[Supplied entries Boundary: Start]
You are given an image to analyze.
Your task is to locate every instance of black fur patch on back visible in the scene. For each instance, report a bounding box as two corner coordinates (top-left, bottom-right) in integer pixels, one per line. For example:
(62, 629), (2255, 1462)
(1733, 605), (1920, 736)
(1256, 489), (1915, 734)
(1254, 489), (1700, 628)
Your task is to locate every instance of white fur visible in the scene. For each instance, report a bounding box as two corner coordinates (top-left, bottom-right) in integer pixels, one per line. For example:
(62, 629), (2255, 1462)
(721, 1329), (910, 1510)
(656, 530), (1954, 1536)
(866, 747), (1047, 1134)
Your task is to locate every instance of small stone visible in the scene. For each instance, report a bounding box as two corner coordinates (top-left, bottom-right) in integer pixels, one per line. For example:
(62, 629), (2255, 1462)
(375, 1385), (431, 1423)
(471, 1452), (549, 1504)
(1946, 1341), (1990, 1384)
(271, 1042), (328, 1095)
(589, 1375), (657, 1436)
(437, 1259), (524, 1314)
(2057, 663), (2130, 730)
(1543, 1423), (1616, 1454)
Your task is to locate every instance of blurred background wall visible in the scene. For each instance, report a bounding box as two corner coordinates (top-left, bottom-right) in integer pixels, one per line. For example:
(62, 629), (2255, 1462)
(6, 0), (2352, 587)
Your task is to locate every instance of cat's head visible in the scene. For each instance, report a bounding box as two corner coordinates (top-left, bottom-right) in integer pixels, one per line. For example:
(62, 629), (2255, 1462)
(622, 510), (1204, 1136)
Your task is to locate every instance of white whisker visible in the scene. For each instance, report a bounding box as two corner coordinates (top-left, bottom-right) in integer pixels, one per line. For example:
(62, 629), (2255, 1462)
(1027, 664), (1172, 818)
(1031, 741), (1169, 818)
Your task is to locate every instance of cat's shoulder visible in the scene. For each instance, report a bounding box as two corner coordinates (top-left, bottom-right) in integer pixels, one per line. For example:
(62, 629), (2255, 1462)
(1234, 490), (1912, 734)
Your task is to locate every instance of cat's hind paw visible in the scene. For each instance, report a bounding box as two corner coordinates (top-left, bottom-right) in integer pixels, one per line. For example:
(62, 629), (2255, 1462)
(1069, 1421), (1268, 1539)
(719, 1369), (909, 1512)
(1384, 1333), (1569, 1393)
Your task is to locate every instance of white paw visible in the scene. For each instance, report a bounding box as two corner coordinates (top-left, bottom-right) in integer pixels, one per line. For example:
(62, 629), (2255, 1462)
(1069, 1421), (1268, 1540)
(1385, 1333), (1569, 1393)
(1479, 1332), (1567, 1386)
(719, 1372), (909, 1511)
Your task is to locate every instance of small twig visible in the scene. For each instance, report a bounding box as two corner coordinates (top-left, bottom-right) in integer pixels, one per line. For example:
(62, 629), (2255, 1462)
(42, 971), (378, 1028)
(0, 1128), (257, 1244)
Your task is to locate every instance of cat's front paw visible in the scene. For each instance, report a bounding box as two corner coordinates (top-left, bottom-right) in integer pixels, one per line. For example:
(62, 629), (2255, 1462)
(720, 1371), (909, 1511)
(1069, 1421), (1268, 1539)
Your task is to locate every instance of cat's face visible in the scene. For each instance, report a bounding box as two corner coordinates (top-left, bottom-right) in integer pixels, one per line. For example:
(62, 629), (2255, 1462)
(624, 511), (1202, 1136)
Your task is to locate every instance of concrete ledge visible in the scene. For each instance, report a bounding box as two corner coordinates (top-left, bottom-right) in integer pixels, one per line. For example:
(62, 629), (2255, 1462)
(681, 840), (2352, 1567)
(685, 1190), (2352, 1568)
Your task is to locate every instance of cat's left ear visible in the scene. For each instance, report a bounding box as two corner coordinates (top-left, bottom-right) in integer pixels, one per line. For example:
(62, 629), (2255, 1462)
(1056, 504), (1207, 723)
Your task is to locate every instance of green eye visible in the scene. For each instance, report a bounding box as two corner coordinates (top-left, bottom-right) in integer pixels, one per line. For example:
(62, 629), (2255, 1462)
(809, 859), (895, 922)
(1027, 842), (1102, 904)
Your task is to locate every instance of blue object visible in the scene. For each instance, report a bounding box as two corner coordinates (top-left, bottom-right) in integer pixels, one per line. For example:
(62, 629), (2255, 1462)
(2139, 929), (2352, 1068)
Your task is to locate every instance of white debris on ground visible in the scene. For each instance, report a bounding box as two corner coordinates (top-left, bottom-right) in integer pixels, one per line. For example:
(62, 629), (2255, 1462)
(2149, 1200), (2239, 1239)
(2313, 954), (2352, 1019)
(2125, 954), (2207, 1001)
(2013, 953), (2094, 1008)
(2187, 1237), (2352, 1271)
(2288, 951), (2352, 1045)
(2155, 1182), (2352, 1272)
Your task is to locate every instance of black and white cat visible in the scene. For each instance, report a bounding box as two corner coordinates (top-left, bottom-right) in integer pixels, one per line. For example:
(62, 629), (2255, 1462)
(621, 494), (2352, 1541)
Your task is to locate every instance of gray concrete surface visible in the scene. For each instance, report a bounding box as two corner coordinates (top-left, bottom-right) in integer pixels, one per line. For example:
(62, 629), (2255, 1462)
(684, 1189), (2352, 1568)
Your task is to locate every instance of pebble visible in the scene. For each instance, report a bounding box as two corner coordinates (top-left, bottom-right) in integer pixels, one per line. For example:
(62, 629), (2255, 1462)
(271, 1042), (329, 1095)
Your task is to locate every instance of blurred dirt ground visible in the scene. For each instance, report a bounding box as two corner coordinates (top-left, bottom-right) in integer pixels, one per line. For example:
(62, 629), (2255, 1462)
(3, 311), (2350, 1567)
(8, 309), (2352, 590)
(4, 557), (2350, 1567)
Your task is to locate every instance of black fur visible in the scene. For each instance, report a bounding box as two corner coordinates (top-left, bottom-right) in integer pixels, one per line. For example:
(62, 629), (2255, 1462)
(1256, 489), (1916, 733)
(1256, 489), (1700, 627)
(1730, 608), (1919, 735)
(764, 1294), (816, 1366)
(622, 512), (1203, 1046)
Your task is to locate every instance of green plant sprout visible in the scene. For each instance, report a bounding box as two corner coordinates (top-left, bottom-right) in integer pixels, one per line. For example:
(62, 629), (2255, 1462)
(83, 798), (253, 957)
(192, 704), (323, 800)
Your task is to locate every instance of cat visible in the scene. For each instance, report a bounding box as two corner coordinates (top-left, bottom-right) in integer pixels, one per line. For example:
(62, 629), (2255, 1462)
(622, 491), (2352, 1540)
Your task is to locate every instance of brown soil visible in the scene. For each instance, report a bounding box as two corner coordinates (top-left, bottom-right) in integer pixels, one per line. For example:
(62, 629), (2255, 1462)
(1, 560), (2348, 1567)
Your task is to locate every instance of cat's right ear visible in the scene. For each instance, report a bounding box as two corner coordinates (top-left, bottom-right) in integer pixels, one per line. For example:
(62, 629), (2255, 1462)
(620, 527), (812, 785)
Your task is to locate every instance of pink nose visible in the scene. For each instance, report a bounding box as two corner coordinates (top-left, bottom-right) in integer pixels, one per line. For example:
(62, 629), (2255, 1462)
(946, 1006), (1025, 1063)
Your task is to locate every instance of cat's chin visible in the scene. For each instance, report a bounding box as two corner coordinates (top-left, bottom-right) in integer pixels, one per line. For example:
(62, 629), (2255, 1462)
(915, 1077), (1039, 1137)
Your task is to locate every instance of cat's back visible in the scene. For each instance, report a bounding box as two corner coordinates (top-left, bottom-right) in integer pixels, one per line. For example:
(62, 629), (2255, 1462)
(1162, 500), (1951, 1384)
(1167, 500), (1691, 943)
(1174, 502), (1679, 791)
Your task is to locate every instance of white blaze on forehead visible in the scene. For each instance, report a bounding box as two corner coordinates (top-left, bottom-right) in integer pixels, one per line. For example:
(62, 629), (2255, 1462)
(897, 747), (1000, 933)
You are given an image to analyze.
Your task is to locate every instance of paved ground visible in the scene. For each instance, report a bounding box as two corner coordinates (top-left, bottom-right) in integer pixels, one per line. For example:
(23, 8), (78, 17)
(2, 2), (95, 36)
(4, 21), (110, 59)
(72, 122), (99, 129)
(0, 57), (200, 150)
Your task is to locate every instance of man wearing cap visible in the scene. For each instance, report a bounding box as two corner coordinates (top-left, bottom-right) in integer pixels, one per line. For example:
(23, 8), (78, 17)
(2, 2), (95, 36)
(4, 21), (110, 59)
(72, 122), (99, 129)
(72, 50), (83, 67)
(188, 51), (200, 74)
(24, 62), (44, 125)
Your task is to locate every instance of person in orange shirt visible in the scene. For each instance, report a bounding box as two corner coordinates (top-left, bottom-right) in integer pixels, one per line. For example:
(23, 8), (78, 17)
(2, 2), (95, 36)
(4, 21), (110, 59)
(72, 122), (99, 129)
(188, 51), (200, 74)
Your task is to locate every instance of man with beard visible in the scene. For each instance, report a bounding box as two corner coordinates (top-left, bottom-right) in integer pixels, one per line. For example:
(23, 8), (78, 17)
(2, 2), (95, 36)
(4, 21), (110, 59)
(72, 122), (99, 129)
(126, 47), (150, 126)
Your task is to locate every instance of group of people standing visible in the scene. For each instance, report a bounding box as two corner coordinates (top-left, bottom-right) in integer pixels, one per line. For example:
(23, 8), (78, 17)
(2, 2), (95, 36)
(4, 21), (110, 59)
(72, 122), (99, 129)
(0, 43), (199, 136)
[Supplied entries Boundary: End]
> _What you have to do_
Every line above that includes the word "white" should be listed.

> _Final answer_
Your task is to locate every instance of white fur visible in the scene. For each instance, report a bounding box as two corner coordinates (top-left, bottom-right) in integer pixels, one per line. For example:
Your task is to locate every instance of white whisker visible in the scene. For each instance, report a bounding box as two corner coordinates (top-left, bottom-right) in integer pixels, one per line. For example:
Your task is to locate every instance of white paw visible in the scene. For each instance, report a bounding box as two corner coordinates (top-left, bottom-right) in integer pixels, one per line. For example:
Your task is to locate every instance of white debris on ground visible in the scene. For each instance, report a bounding box as two corner coordinates (top-left, bottom-right) in integer pixels, one per line. For example:
Your task is to locate every instance of black and white cat visible in the scene. For each instance, report a bounding box as two corner coordinates (top-left, bottom-right) in integer pixels, one per line. For example:
Your task is to locate every instance of white blaze on forehead visible in the scene. For each instance, report a bounding box as two corner coordinates (top-left, bottom-right) in integer pixels, one per line. For example:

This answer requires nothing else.